Patlamanın enerjisi ile fırlatılan kişi, sert yüzeylere çarpması sonucu mekanik
olarak yaralanır. Ancak bununla birlikte, hava akımı çevredeki cisimleri de büyük
bir şiddetle sürükler, çarpışmalara neden olur ve insanların ciddi biçimde
yaralanmaları sonucunu doğurur. Ölümler de meydana gelir.
Patlamanın
fırlatma ya da cisimleri sürükleme etkisiyle meydana gelen yaralanmaların yanında,
basıncın insan vücudu üzerindeki doğrudan etkisinin neden olduğu yaralanmalar
önemsiz sayıdadır. Şunu belirtmek gerekir ki, nükleer patlamanın gücü ile etkileri
arasında doğrudan bir ilişki yoktur. Burada “kübik kural”ı uygulayabiliriz, yani
darbe cephesinin yüksek basıncının oluştuğu yüzeyden uzaklık, patlamanın gücünün
küp kökü ile orantılıdır, gücünün tümüyle değil. Dolayısıyla, patlamanın gücü
1000 kat arttırıldığında, yani 1 kilotondan 1 megatona çıkarıldığında, aynı
basıncın etkileyeceği uzaklık sadece on kat artmış olacaktır. Nitekim, bir şehrin
üzerine atılan bir megatonluk bombanın neden olacağı zarar ve can kaybıyla, beş
tana 200 kilotonluk bombanın vereceği zarar ve cankaybı aynı olmayacaktır. Beş
bombanın atılması halinde etkilenecek olan alan, bir adet bir megatonluk bombanın
etkileyeceği alanın iki katı kadardır.

> Yazılı istek: Nükleer patlama metninin "Patlamanın enerjisi ile" ile başlayıp "de meydana gelir." ile biten bölümünü, "hava akımı" ifadesini "şok dalgası" ile değiştirerek lütfen yeniden yazın. Buradaki listenin bu metinle hiçbir ilgisi yoktur.

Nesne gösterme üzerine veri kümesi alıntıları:
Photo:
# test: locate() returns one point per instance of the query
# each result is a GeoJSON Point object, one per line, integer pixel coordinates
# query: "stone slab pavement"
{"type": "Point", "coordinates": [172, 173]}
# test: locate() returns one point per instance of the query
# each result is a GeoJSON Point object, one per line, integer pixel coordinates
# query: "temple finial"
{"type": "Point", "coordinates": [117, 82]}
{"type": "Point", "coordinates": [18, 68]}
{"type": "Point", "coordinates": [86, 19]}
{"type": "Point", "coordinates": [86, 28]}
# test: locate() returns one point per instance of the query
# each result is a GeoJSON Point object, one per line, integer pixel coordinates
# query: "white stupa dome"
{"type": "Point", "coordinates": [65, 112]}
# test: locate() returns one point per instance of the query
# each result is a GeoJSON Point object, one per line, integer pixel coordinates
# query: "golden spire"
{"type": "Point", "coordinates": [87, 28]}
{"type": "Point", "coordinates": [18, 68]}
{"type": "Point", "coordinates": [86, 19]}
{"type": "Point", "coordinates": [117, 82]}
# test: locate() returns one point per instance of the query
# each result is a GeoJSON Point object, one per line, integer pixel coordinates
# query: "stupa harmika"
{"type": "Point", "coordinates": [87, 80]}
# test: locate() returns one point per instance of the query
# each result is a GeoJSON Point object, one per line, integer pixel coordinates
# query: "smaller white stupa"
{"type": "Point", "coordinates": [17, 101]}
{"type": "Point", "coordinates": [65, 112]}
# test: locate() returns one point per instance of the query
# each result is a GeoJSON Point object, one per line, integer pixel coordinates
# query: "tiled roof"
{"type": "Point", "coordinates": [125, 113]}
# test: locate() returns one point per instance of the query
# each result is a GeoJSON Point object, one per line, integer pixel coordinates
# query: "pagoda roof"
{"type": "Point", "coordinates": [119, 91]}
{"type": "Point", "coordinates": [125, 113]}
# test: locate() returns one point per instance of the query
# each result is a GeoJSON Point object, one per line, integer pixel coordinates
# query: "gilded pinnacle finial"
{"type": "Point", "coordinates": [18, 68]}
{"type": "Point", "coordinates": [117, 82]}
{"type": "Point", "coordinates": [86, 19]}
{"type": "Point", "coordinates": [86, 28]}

> Çözümlü yanıt:
Patlamanın enerjisi ile fırlatılan kişi, sert yüzeylere çarpması sonucu mekanik
olarak yaralanır. Ancak bununla birlikte, şok dalgası çevredeki cisimleri de büyük
bir şiddetle sürükler, çarpışmalara neden olur ve insanların ciddi biçimde
yaralanmaları sonucunu doğurur. Ölümler de meydana gelir.